### GIVEN PROBLEM
State how many lines of the data below contain the string "ceiling". Reply with the number alone.

### Entries drawn from a collection

⟨

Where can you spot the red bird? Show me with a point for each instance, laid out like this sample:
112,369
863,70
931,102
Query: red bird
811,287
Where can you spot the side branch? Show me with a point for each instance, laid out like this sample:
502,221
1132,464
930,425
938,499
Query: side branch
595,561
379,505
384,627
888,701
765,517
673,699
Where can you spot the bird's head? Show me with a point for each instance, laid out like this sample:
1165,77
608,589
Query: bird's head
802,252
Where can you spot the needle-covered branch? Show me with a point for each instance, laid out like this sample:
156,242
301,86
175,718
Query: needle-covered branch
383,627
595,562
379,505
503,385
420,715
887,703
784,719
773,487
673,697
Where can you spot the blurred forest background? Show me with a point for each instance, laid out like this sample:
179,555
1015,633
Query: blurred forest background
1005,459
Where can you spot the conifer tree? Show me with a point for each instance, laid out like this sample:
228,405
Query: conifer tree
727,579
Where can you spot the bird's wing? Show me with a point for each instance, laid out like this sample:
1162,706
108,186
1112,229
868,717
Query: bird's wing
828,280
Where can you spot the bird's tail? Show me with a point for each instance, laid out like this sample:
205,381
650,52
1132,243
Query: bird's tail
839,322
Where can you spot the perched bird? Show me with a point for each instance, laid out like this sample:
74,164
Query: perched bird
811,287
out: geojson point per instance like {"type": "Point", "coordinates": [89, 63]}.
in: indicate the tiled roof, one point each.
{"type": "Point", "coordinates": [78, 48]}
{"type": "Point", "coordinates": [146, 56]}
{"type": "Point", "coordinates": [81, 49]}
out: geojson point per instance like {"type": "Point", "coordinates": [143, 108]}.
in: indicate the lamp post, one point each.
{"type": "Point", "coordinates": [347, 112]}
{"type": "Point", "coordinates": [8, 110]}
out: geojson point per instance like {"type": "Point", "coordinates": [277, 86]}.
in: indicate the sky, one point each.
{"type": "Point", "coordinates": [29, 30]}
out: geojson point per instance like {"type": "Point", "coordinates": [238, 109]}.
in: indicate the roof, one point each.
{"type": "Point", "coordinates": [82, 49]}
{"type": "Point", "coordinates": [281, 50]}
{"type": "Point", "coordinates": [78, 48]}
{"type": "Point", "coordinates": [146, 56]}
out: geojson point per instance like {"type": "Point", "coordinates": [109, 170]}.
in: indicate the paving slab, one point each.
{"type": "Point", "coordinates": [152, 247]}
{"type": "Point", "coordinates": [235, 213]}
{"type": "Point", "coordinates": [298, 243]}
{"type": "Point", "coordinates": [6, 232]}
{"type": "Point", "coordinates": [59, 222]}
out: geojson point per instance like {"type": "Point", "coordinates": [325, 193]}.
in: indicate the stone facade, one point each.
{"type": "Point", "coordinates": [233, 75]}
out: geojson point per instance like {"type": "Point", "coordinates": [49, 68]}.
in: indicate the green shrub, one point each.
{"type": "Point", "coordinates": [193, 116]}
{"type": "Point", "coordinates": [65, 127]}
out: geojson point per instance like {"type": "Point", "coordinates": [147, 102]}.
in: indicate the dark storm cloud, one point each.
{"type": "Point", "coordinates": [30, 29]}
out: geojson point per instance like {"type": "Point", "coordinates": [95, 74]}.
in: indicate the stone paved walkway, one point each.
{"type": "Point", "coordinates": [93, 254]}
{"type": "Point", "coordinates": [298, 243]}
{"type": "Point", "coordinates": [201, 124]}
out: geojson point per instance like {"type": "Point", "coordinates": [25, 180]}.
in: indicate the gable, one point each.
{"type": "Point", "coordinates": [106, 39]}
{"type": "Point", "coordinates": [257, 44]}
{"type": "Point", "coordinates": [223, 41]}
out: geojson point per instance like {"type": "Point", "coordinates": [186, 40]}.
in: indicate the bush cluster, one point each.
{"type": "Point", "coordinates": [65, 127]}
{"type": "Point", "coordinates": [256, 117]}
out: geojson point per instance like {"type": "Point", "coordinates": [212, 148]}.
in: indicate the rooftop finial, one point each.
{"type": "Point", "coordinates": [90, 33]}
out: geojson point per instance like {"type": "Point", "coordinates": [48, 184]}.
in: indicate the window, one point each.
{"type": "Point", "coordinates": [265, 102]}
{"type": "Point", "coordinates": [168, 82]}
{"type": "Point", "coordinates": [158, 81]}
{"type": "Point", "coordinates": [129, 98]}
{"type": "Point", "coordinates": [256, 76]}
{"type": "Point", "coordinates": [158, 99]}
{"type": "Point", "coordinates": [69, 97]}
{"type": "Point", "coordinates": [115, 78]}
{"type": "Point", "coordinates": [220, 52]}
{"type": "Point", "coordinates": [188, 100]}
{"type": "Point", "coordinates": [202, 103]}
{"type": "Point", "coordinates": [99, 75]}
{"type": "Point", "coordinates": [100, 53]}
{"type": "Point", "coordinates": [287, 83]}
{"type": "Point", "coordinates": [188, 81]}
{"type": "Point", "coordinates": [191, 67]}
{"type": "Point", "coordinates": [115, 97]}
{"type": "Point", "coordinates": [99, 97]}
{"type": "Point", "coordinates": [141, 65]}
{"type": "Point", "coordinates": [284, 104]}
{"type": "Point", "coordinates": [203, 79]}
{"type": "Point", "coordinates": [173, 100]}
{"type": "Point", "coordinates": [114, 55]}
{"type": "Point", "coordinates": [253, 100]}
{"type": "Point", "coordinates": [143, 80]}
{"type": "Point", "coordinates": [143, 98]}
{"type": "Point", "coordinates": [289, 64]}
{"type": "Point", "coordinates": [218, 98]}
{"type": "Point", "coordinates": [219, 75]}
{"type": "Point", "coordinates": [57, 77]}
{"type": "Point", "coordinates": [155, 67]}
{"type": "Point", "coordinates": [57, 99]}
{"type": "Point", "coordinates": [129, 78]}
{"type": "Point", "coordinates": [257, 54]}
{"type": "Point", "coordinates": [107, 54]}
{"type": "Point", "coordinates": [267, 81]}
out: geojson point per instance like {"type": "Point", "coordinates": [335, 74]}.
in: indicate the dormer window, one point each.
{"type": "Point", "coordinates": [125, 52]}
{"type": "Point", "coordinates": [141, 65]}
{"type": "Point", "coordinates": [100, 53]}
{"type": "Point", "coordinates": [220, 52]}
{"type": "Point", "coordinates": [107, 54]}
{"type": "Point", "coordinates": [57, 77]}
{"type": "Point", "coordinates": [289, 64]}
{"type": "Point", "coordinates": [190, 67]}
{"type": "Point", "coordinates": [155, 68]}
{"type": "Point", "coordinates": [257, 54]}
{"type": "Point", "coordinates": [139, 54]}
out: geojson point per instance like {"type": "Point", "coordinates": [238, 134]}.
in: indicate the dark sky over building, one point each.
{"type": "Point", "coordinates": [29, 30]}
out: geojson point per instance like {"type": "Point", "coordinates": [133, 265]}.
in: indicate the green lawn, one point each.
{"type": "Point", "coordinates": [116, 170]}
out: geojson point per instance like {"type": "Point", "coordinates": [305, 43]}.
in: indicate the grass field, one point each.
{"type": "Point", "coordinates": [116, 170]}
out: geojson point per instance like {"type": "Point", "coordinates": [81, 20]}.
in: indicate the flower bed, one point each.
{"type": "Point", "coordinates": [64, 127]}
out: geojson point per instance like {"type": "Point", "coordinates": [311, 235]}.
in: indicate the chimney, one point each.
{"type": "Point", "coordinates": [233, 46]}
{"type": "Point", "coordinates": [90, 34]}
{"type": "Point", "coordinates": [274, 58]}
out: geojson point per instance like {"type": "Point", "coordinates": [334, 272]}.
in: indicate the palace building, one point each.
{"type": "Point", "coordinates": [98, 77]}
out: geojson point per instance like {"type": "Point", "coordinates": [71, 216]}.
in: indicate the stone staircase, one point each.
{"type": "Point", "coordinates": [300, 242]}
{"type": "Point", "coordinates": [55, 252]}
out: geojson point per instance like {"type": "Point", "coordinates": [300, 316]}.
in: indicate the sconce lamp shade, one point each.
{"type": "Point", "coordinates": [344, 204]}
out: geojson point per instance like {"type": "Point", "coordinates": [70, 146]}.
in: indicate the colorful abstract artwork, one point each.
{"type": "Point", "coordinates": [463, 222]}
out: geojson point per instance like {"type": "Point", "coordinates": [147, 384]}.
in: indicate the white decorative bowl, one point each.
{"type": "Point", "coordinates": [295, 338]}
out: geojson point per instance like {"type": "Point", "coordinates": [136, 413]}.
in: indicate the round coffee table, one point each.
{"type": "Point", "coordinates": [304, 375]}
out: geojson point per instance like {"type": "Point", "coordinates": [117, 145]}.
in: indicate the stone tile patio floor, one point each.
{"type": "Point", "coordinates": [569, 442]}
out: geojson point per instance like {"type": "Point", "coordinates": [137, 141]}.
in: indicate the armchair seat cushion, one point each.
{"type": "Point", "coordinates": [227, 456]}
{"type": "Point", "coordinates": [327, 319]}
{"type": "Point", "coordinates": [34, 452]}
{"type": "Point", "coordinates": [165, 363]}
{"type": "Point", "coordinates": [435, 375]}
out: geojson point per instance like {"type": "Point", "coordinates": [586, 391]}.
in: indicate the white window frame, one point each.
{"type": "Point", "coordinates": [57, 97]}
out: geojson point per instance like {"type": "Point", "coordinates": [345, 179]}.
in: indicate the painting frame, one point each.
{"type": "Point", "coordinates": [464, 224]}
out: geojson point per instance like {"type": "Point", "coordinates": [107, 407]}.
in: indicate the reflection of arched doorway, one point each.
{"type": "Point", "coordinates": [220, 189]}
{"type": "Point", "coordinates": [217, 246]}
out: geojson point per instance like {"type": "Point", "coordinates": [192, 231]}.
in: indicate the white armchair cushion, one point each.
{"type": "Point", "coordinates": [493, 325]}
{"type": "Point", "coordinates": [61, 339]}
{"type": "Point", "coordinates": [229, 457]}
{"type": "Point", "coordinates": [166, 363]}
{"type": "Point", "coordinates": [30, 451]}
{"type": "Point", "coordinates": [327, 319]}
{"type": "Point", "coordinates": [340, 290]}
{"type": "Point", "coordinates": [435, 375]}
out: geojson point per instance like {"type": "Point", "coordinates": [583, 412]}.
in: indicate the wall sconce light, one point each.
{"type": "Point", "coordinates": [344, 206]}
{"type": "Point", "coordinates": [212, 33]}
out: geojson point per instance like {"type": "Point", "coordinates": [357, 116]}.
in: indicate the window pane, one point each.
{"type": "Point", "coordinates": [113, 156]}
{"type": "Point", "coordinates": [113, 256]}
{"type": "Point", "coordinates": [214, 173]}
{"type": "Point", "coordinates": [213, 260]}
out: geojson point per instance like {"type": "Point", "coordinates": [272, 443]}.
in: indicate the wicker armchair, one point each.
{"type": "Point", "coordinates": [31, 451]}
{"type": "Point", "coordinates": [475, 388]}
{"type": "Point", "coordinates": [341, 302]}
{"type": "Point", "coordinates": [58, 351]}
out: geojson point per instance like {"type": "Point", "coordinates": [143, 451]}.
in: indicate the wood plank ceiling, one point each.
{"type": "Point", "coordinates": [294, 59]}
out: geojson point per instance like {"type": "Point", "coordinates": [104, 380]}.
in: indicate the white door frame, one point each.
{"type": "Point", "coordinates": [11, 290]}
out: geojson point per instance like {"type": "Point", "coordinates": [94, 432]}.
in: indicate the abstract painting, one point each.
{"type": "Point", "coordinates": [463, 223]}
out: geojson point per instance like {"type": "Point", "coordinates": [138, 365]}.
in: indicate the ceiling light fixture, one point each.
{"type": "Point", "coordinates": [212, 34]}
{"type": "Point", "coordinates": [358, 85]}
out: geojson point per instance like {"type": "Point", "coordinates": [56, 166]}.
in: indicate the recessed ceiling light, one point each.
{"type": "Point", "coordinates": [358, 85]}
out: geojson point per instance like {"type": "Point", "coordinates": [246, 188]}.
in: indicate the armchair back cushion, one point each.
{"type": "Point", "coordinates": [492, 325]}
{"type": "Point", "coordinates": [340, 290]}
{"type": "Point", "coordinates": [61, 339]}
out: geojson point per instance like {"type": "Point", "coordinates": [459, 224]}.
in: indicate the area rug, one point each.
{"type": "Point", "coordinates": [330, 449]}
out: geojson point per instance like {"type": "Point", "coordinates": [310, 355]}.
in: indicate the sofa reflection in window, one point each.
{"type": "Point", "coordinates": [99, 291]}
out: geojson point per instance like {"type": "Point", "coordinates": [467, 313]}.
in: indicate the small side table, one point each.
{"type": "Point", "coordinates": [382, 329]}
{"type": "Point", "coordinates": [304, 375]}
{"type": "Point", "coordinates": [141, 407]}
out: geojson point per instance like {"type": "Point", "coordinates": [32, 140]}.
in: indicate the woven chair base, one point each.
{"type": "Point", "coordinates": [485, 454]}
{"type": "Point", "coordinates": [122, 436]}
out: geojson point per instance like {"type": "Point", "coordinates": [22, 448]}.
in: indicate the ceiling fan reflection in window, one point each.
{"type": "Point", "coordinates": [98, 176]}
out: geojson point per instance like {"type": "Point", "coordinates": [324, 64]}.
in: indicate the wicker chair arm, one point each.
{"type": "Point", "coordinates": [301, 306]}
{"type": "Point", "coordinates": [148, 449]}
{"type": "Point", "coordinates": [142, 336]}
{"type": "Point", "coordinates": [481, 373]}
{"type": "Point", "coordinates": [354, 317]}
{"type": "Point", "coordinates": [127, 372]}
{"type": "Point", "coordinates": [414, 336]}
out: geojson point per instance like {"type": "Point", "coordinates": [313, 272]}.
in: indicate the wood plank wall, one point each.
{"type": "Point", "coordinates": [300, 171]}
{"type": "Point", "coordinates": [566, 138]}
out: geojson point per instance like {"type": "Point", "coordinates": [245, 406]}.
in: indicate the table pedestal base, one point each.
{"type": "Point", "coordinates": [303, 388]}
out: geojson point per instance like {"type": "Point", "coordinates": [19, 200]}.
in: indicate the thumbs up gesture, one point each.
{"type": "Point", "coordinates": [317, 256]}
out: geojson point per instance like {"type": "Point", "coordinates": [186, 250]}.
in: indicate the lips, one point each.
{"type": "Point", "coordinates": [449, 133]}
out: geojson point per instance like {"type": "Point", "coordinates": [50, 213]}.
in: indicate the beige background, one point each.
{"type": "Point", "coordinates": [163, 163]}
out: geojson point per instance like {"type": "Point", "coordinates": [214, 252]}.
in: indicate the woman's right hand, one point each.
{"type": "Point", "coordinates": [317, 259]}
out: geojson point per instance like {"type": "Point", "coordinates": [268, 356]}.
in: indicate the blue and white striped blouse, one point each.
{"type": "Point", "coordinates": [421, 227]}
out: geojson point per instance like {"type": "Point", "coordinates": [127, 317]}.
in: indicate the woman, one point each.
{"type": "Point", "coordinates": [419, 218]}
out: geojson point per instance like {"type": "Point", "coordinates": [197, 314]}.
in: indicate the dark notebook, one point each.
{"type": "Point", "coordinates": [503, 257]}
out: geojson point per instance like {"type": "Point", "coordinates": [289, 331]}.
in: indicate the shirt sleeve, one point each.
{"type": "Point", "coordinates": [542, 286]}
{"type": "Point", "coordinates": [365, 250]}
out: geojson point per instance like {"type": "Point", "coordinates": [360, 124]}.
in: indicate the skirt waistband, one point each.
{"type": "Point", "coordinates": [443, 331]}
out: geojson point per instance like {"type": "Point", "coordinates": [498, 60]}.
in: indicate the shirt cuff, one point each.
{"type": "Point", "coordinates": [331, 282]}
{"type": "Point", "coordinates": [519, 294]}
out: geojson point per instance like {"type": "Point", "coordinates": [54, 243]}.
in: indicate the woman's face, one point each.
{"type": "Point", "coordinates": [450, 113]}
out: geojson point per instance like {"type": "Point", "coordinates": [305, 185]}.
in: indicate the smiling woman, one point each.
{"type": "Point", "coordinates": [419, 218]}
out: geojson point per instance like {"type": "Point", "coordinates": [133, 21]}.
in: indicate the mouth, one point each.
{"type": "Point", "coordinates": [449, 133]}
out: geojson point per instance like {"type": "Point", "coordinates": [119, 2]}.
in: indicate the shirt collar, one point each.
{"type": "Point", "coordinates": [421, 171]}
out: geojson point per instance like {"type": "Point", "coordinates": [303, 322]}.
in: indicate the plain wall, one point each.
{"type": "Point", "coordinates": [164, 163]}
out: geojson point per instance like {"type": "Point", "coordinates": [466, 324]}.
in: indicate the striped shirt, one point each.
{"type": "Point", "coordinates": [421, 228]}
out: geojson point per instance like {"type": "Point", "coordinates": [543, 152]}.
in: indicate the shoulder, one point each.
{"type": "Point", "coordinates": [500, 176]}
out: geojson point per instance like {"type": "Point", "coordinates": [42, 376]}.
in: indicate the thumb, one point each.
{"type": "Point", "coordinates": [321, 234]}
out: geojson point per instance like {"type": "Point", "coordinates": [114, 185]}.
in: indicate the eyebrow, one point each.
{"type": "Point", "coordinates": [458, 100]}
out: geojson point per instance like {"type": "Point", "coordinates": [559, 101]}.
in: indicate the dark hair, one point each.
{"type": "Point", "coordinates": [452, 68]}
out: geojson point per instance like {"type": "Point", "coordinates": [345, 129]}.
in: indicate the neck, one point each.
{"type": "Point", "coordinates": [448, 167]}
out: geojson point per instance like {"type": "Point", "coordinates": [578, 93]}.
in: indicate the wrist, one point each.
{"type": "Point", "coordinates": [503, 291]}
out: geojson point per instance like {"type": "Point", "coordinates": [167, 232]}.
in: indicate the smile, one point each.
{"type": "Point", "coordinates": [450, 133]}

⟩

### REPLY TO THE EXERCISE
4